Task to carry out -
Please gather every line in the items below that contains the word "headset".

Material supplied -
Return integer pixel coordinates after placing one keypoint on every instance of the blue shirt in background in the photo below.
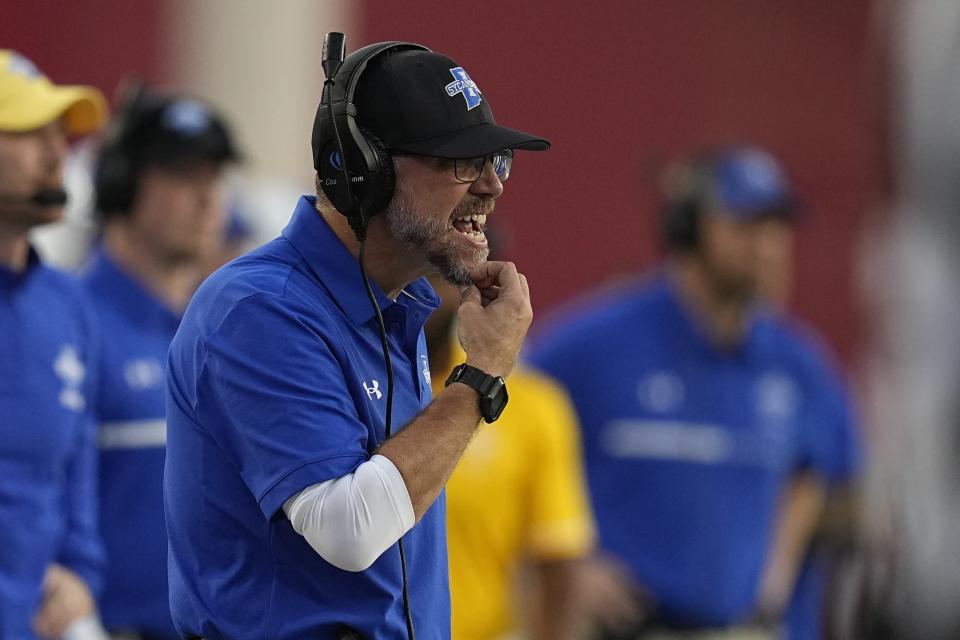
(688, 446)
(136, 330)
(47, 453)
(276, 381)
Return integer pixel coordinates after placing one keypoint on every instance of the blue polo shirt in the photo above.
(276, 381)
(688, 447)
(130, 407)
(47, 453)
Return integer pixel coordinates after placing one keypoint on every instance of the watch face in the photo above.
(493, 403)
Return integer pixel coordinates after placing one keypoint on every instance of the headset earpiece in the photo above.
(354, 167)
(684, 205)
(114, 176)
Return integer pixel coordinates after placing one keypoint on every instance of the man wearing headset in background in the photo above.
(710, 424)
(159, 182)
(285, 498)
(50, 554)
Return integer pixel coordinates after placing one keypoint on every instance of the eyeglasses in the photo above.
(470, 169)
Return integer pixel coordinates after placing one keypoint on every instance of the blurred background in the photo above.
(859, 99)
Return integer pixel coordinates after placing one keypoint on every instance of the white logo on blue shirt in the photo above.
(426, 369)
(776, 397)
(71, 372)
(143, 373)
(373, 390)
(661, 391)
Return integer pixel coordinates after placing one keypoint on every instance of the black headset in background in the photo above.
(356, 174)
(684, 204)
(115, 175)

...

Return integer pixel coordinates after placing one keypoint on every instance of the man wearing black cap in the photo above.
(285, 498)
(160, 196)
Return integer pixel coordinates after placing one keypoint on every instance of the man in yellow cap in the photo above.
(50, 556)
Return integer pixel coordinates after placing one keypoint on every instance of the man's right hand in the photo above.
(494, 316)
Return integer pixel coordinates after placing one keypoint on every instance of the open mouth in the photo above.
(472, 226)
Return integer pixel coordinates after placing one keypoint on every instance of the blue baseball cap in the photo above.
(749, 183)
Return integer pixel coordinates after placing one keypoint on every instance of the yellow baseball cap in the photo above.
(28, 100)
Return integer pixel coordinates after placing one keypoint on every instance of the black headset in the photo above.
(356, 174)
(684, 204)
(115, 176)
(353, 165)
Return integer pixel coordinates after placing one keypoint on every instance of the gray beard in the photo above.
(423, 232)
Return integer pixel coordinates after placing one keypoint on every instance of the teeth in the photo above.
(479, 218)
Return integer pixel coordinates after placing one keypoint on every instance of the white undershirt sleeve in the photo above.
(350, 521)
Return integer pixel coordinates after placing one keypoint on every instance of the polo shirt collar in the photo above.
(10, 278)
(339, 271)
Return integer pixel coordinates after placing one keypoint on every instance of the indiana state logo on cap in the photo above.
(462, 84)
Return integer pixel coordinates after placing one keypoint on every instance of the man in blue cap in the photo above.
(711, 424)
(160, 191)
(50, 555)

---

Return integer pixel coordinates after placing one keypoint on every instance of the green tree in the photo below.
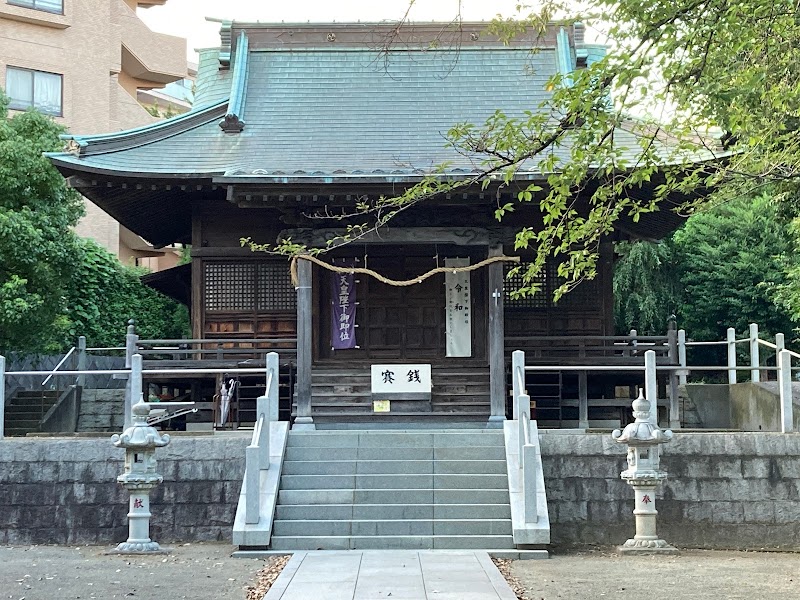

Task result -
Return integer pixel coordinates after placing one keypoint on every instance of the headset earpiece in the photo above.
Return integer pixel coordinates after placing one keypoint on every instance of the man wearing headset in background in the photo above.
Return integer pixel coordinates after placing one keypoint on every instance of the black headset in background in the photo above.
Return integer pixel coordinates after placing one keypoint on every instance of the black headset in the photo above.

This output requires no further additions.